▸ EXTRACTED TEXT
———
I have a problem with OpenMP tasks. I am trying to create parallel version of "for" loop using omp tasks. However, the time of execution this version is close to 2 times longer than base version, where I use omp for, and I do not know what is the reason of this. Look at codes bellows:
omp for version:
t.start();
#pragma omp parallel num_threads(threadsNumber)
{
for(int ts=0; ts<1000; ++ts)
{
#pragma omp for
for(int i=0; i<size; ++i)
{
array_31[i] = array_11[i] * array_21[i];
}
}
}
t.stop();
cout << "Time of omp for: " << t.time() << endl;
omp task version:
t.start();
#pragma omp parallel num_threads(threadsNumber)
{
#pragma omp master
{
for(int ts=0; ts<1000; ++ts)
{
for(int th=0; th<threadsNumber; ++th)
{
#pragma omp task
{
for(int i=th*blockSize; i<th*blockSize+blockSize; ++i)
———
▸ DATA RECORDS
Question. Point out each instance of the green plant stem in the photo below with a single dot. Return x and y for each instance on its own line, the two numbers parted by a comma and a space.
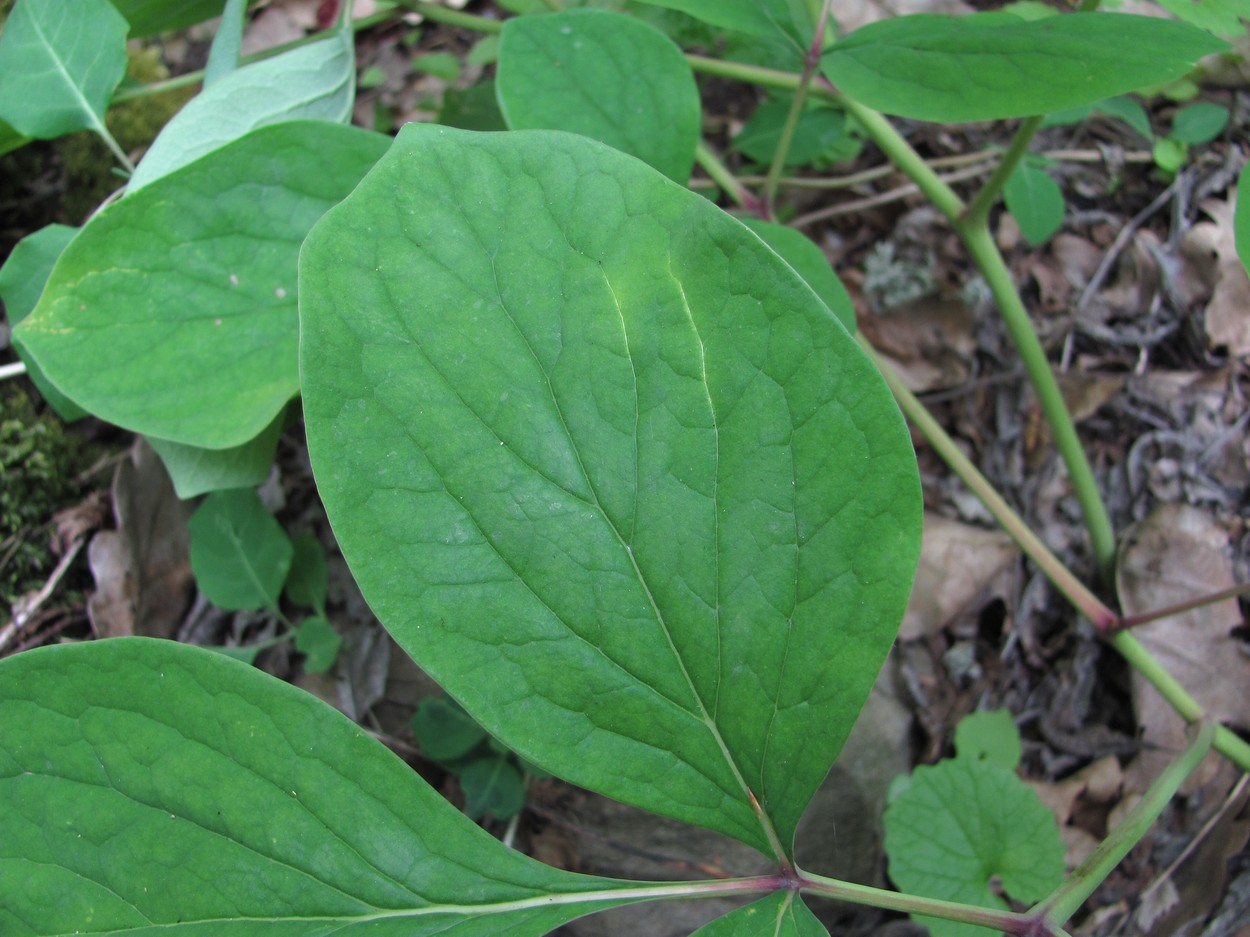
900, 153
810, 63
1075, 591
986, 256
1069, 897
750, 74
719, 173
194, 78
1006, 921
978, 213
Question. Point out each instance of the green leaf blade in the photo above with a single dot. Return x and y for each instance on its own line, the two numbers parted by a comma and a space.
61, 61
315, 81
994, 65
609, 522
173, 312
240, 555
194, 795
604, 75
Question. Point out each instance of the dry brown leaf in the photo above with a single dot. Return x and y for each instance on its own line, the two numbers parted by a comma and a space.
1211, 267
960, 566
1175, 555
143, 569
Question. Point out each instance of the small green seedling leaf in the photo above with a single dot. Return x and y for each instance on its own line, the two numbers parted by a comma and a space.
994, 65
195, 471
768, 19
968, 821
61, 61
818, 130
810, 264
195, 796
493, 786
318, 639
990, 737
1200, 123
309, 580
779, 915
315, 81
1035, 201
239, 552
604, 75
608, 469
173, 312
148, 18
21, 281
444, 731
1241, 219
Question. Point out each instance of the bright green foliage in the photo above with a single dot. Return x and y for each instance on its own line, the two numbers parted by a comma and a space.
315, 81
768, 19
606, 467
158, 788
318, 639
493, 786
606, 76
148, 18
195, 470
993, 65
309, 580
240, 555
779, 915
1035, 201
1199, 123
819, 130
444, 730
810, 264
969, 820
60, 60
989, 736
173, 312
21, 281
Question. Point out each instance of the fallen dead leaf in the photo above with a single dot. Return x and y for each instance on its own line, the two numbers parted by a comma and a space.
1211, 267
960, 567
143, 569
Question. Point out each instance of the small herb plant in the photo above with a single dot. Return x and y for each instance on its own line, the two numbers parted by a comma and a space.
610, 464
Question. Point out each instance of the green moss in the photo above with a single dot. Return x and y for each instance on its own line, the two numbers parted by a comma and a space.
38, 465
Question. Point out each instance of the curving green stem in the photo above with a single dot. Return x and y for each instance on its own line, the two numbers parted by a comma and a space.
978, 213
1068, 898
1050, 397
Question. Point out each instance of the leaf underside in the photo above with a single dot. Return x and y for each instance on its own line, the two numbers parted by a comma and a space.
608, 469
173, 311
995, 65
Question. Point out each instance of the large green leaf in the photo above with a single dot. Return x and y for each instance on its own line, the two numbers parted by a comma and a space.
150, 16
993, 65
769, 19
606, 467
155, 788
606, 76
779, 915
60, 61
21, 280
173, 312
315, 81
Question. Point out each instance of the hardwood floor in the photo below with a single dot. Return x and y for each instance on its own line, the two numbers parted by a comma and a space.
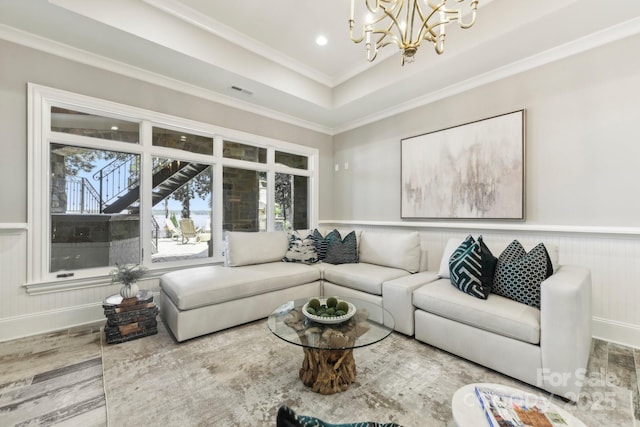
53, 379
56, 378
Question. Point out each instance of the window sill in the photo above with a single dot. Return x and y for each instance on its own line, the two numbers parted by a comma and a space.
63, 285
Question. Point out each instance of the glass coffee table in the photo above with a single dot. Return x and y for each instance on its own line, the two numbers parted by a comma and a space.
329, 366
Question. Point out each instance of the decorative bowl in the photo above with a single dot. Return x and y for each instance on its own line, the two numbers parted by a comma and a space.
331, 320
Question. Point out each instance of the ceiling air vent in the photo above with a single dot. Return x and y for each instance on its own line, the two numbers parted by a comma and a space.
241, 90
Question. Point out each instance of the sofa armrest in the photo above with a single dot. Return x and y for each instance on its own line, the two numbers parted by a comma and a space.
565, 330
397, 298
424, 260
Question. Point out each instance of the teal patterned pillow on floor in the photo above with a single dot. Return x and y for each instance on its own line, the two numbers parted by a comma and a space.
288, 418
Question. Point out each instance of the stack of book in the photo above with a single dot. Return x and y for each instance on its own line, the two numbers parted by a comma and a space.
131, 318
505, 408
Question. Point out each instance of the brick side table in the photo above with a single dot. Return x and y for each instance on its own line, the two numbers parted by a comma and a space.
131, 318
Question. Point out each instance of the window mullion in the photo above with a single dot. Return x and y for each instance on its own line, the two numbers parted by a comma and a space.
146, 188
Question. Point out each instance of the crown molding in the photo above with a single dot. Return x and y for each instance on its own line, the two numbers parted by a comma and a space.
603, 37
49, 46
185, 13
621, 31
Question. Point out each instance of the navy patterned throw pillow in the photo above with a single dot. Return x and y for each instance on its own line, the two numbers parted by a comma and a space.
343, 251
471, 268
519, 274
322, 243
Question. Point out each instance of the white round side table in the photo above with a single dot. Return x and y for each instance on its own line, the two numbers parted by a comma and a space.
467, 411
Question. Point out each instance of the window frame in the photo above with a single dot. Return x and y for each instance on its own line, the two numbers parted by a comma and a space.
40, 136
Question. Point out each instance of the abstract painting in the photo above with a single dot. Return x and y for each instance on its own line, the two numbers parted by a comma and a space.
470, 171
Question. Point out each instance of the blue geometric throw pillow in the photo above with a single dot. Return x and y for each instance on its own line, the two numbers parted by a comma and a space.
322, 243
471, 268
519, 274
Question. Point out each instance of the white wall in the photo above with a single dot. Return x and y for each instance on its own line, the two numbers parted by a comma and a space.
22, 314
582, 173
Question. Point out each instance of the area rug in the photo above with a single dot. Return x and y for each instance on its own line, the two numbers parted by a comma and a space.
240, 376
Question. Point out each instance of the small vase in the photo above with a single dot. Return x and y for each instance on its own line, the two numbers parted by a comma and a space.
———
▸ TASK OBJECTIVE
Pick up the forum post on OpenMP tasks, shown above the listing, and write what comes after its final line.

▸ SOLVED PROBLEM
{
array_32[i] = array_12[i] * array_22[i];
}
}
}
#pragma omp taskwait
}
}
}
t.stop();
cout << "Time of omp task: " << t.time() << endl;
In the tasks version i divide loop in the same way as in omp for. Each of task has to execute the same amount of iterations. Total amount of tasks is equal to total amount of threads.
Performance results:
Time of omp for: 4.54871
Time of omp task: 8.43251
What can be a problem? Is is possible to achive similar performance for both versions? Attached codes are simple, because i wanted to only illustrate my problem, which i try to resolve. I do not expect that both versions give me the same performance, however i would like to reduce the difference.
Thanks for reply. Best regards.